小太郎・・・6
小学校の帰り道、妹は人懐っこいヨークシャーテリアに出会った。もちろん、最初は拾って帰るつもりはなかったらしい。しかし、周りに飼い主らしき人影もなく、交番に連れて行くと落し物扱いで一週間くらいで保健所送りになるらしい。それで仕方なく、飼い主が見つかるまで家で預かることになってしまった。そして、チョコチョコと家から出てきてしまったその犬にはチョコボと名前を付けた。見つかるまでとは思っていたが、やっぱり情は移るもので、しばらくするともう迷い犬の張り紙を剥がしてしまおう、なんてことも考え始めるようになってしまった。
しかし、犬嫌いの小太郎にとっては、恐ろしい日々の始まりになった。チョコボが玄関にやってきた時、彼は及び腰でチョコボに吠え掛かった。もちろん、噛み付くほどの度胸はないのだが、小太郎がチョコボの気配を感じるたびに、小太郎の一匹大運動会が繰り広げられるのだった。
チョコボは、そんな若造の遠吠えなど気にすることもなく、余裕の態度だった。そんな彼だから、小太郎も徐々に慣れてきて、距離が近づいて行った。そして、このチョコボに小太郎は、テーブルの上の食べ物を盗む方法を教えてもらったのかもしれない。その頃の小太郎は、まだ、椅子に飛び乗ってまで、上のものを盗るなんてことはなく、台所のテーブルの上にまで興味はなかった。
しかし、チョコボは、椅子に飛び乗りテーブルの上へ上る術を知っていた。そして、小太郎が上を見上げているその傍で、テーブルの上にあったホットケーキを食べてしまったのだ。きっと、小太郎にとっては理解不可能で、「どうして僕は食べられないのだろう」とぽかんと、チョコボがおいしそうに食べている姿を、情けない顔で見ていた気がする。しかも、その後、チョコボがてんかんを起こしたので、また、病院へ走ることになる。

やること »
1) 小太郎とチョコボの話のうち、「チョコボは、そんな若造の遠吠」から始まり「また、病院へ走ることになる。」で終わる部分を書き直してください。その際、「ホットケーキ」を「パンケーキ」に変えること。
2) 小太郎とチョコボの話について、次の問いに答えること。
(a) 妹が小学校の帰り道に出会った犬の種類は何か。
(b) 交番に連れて行くと、その犬はどうなるらしいとされているか。
(c) 犬嫌いの小太郎は、チョコボが玄関にやってきた時にどうしたか。
3) 小太郎とチョコボの話の最後の文の後から、続きを書き進めること。

抽出データ »
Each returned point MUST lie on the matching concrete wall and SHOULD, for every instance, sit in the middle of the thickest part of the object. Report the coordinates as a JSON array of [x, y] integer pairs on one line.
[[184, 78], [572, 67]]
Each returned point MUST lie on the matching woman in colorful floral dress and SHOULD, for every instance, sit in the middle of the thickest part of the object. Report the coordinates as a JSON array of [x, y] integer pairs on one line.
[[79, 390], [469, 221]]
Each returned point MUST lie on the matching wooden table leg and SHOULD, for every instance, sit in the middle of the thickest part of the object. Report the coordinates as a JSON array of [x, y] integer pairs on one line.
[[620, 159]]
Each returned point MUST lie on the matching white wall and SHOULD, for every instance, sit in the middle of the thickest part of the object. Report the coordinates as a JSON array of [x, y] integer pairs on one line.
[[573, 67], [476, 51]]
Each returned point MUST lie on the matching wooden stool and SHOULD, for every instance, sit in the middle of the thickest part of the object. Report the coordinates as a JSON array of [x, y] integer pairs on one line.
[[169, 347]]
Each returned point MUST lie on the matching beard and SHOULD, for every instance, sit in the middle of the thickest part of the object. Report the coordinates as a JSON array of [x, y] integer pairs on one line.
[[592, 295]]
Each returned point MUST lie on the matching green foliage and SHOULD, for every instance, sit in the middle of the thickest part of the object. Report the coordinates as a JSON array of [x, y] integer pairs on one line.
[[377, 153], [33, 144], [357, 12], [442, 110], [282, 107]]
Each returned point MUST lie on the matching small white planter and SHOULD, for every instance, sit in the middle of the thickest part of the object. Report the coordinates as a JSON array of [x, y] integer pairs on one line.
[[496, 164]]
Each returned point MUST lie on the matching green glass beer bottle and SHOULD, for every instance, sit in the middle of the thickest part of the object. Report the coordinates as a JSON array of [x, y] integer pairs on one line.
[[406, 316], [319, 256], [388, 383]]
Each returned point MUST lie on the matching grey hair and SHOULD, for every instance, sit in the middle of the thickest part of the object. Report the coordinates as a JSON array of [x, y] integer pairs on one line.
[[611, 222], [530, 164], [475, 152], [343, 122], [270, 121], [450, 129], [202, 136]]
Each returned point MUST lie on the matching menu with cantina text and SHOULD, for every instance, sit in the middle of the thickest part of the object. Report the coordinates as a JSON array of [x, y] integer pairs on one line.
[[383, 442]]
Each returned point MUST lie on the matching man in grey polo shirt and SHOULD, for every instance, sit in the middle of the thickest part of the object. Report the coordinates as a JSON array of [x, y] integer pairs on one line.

作業の結果 »
1)
チョコボは、そんな若造の遠吠えなど気にすることもなく、余裕の態度だった。そんな彼だから、小太郎も徐々に慣れてきて、距離が近づいて行った。そして、このチョコボに小太郎は、テーブルの上の食べ物を盗む方法を教えてもらったのかもしれない。その頃の小太郎は、まだ、椅子に飛び乗ってまで、上のものを盗るなんてことはなく、台所のテーブルの上にまで興味はなかった。
しかし、チョコボは、椅子に飛び乗りテーブルの上へ上る術を知っていた。そして、小太郎が上を見上げているその傍で、テーブルの上にあったパンケーキを食べてしまったのだ。きっと、小太郎にとっては理解不可能で、「どうして僕は食べられないのだろう」とぽかんと、チョコボがおいしそうに食べている姿を、情けない顔で見ていた気がする。しかも、その後、チョコボがてんかんを起こしたので、また、病院へ走ることになる。

2)
(a) ヨークシャーテリア。
(b) 落し物扱いで、一週間くらいで保健所送りになる。
(c) 及び腰でチョコボに吠え掛かった。

3)
その後、チョコボと小太郎はちゃんと友達になっていた。小太郎にとって、いても当たり前の存在になったのだ。二匹でおもちゃを持ってコタツ机のまわりを走り回ったり、一緒にお昼寝をしたりしていた。だから、あの「迷い犬」の張り紙を剥がすことにした。
チョコボが来て一ヶ月が過ぎようとしていた。
しかし、その次の日、彼の飼い主が現れた。誤魔化しは利かないものである。飼い主が「ポッキー」と呼ぶ声に、チョコボは一目散に家の外に出て行った。
その後も何匹がの迷い犬が私の家にやってきたが、チョコボほど小太郎と「友達」になった犬はいないと思う。その証拠に、彼が本当の飼い主の元へ帰った日、小太郎は一日中、外の様子を気にしてチョコボの帰りを待っていた。散歩途中でヨークシャーと出会えば、その方をじっと見つめる。そして、チョコボではないと気付くと、急いで吠え始めるのだ。相手の犬にしてみれば溜まったものじゃないが、せっかくできた友達のチョコボが突然、いなくなったことはやっぱり、小太郎にとって意味不明な、理解不可能なことだったのだろう。その姿を見ていると、やっぱりかわいそうに思ったが、犬嫌いの小太郎に、次の友達をすぐに、なんてわけにもいかなかったし、小太郎の方も、いつまでもさみしがっているような暇はなくなってしまった。